Entries shown

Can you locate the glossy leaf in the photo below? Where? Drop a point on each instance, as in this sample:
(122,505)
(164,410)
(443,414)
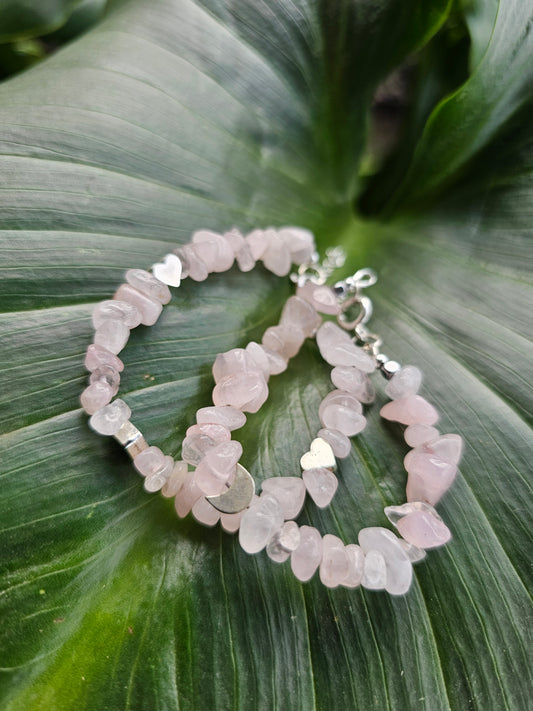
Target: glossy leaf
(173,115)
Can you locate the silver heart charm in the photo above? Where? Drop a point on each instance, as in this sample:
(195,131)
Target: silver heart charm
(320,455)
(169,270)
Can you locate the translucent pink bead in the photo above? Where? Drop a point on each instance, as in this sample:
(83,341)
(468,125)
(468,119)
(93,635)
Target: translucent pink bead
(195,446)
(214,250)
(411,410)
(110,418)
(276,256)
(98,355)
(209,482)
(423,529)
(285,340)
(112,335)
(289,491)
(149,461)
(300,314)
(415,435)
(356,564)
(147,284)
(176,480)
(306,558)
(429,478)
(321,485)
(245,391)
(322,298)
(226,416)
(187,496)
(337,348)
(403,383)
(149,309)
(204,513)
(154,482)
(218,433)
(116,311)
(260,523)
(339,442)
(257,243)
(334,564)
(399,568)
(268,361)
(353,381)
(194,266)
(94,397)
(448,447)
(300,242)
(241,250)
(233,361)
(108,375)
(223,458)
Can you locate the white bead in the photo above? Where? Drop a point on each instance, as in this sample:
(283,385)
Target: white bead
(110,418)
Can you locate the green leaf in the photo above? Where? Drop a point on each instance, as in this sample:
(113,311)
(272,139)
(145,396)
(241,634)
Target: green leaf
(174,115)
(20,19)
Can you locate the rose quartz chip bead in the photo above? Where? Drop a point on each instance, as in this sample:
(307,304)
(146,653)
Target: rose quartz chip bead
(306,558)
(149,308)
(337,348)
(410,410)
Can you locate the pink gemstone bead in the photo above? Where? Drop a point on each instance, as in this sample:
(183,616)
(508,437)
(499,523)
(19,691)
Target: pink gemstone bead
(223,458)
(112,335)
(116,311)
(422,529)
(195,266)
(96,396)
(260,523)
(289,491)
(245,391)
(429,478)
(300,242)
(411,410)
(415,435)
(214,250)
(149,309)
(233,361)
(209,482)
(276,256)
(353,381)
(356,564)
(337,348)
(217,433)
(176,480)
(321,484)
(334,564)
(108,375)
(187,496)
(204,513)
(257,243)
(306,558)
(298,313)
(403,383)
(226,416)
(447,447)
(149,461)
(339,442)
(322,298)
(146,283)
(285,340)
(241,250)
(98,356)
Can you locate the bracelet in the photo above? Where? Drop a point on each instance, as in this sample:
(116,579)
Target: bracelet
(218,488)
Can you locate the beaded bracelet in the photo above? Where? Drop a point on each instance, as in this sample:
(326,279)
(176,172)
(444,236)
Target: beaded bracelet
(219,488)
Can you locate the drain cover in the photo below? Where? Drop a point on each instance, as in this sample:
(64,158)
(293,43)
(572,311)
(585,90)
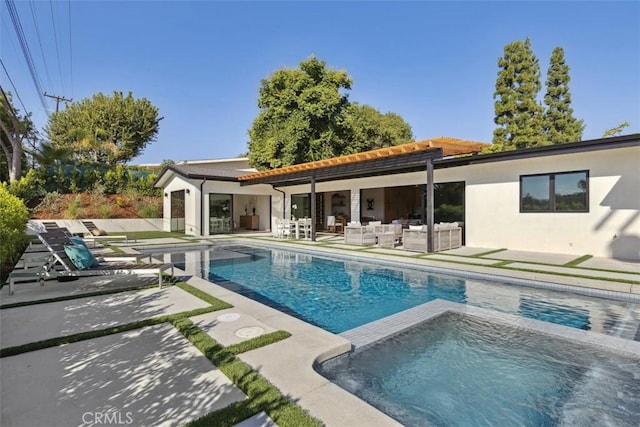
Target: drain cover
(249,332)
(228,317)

What is being asked
Rewrite all of the entries above, replacing "Drop a point" with "Place a marker" wherever it occurs and leaving everything else unchanged. Omit the pictures from your version.

Exercise output
Can you locate the glossy leaf in the photo below? Where? Place a marker on each instance, as in this sample:
(122,505)
(164,410)
(443,414)
Target: glossy leaf
(173,115)
Can you locate the silver heart charm in the photo above? Where? Place a marker on each instance, as in this sample:
(195,131)
Target: silver heart charm
(320,455)
(169,270)
Can you locate the translucent pink bead in the photo above? Where? Place a marker on each instance, as in this sample:
(83,341)
(468,125)
(468,119)
(93,635)
Target: translucent pink bead
(195,446)
(214,250)
(411,410)
(110,418)
(276,256)
(98,355)
(209,482)
(423,529)
(285,340)
(112,335)
(289,491)
(149,461)
(300,314)
(415,435)
(356,564)
(147,284)
(176,480)
(306,558)
(429,478)
(321,485)
(245,391)
(322,298)
(226,416)
(187,496)
(337,348)
(403,383)
(149,309)
(204,513)
(154,482)
(218,433)
(116,311)
(260,523)
(339,442)
(257,243)
(334,564)
(399,568)
(268,361)
(353,381)
(194,266)
(94,397)
(448,447)
(300,242)
(241,250)
(233,361)
(108,375)
(223,458)
Can you locate the white bead in the photo above? Where? Place a marker on each instance, as in this sample:
(283,385)
Target: white bead
(110,418)
Can you locate the green leaf in the photo above? Where? Place a marker on each instance, as in this sample:
(113,311)
(272,139)
(145,396)
(241,634)
Target: green leaf
(174,115)
(20,19)
Can you locate the rose quartz chip bead in the photo above? Where? Place a marker on each instance, as in this sample:
(307,304)
(146,653)
Target: rose quartz chip bead
(306,558)
(149,308)
(337,348)
(410,410)
Can you locate the pink gemstone bead in the photo above? Where? Place a marker on each instance, as in this sample:
(183,616)
(508,437)
(499,523)
(19,691)
Target: pink gemstone bead
(223,458)
(112,335)
(116,311)
(422,529)
(195,266)
(96,396)
(260,523)
(289,491)
(245,391)
(429,478)
(300,242)
(411,410)
(415,435)
(214,250)
(149,309)
(233,361)
(209,482)
(276,256)
(353,381)
(356,564)
(337,348)
(217,433)
(176,480)
(321,484)
(334,564)
(108,375)
(187,496)
(204,513)
(257,243)
(306,558)
(298,313)
(403,383)
(226,416)
(447,447)
(149,461)
(339,442)
(322,298)
(146,283)
(285,340)
(241,250)
(98,356)
Can you locate the bracelet in the photo above? Where? Place a marker on each instance, as in this sample:
(116,579)
Target: bracelet
(218,488)
Can you locate the beaded bracelet in the photo above? Where? Place a marker on each instance, as in this sample:
(326,279)
(176,172)
(444,236)
Target: beaded bracelet
(219,488)
Can you locate the drain cover in the photo below? Where? Place a marker on each instance, as in this sample:
(64,158)
(293,43)
(572,311)
(585,90)
Target: drain cover
(249,332)
(228,317)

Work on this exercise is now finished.